▶ _Task requirements_
a - From the GPIM passage, list every objective or decision that the passage says GPIMs are not designed to provide incentives for.
b - Extend the GPIM passage from its final sentence, keeping the same formal register.

▶ _Text segment_
☆ ☆ ☆ ☆ ☆ ☆ ☆
While the objectives and broad structures of the various GPIMs implemented around the country have many similarities, there are substantial differences in the detailed structures that are not readily apparent from a general description, and these details can have a large impact on their incentive properties and the regulatory outcomes for the utility and customers. Most utilities across the country operating under GPIMs have regularly beat their benchmarks and earned incentive rewards. However, many GPIMs have been criticized and frequently modified, and some have led to disputes or allegations of utility misconduct.1 Some GPIMs have been terminated, either by the initiative of the regulatory commission or the utility itself.2
The objective of most GPIMs is to provide incentives for achievement of lower short-term procurement costs. As such, they are generally not designed to incent or reward provision of reliability or price stability, which are different and competing objectives for which it would be difficult or impossible to provide effective incentives within a single incentive mechanism. Nor do GPIMs attempt to provide incentives with respect to decisions concerning long-term firm pipeline and storage reservations, which usually are reviewed and approved separate from a GPIM. However, management of such assets in the short term, including revenues from gas sales or capacity release, generally is within the scope of a GPIM’s incentives.
☆ ☆ ☆ ☆ ☆ ☆ ☆
▶ _Supplied data_
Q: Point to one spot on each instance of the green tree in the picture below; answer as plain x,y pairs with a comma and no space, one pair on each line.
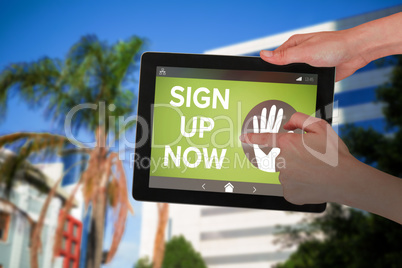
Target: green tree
☆ ☆ ☆ ☆ ☆ ☆ ☆
▶ _Answers to each task_
a -
- Reliability
- Price stability
- Decisions concerning long-term firm pipeline and storage reservations

b -
Many current GPIMs were designed in the mid-1990s when gas prices were relatively low and stable, and few if any utility commissions were encouraging utilities to hedge gas costs. So it is not surprising that many GPIM benchmarks assume only short-term gas purchases (with monthly and daily pricing), and little or no hedging other than through storage.3
However, as natural-gas prices have increased and become more volatile in recent years, interest has grown in providing customers with greater price stability, which can be achieved through physical forward purchases or financial hedging. When a GPIM benchmark includes only short-term purchases, it places the utility at risk through the GPIM for the costs and outcomes of any substantial amount of forward physical purchases or financial hedges. This discourages hedging.
To accommodate an approved level of hedging, a GPIM can include a target schedule and quantity of hedging in the benchmark.4 The utility is permitted to hedge more or less, or sooner or later, than the benchmark schedule (perhaps limited to some range), and is at risk for whether its adjustments to the schedule ultimately result in higher or lower gas cost. Another approach to accommodating hedging is to exclude both the costs and impacts of hedges from a GPIM.
With respect to short-term procurement-related costs, many GPIMs are designed to provide incentives for all or nearly all such costs and associated revenues, including supply, transportation, and storage.5 (Note that a GPIM provides an incentive for a particular cost or revenue category if it establishes a separate benchmark value for it; if instead the cost category is excluded from the calculation of benchmark and actual costs, or if the actual cost value is included in the benchmark, no incentive is created.) GPIMs that encompass as broad a scope of interdependent procurement-related costs and revenues as is feasible, within a single incentive calculation applicable to all costs, provide the best incentives.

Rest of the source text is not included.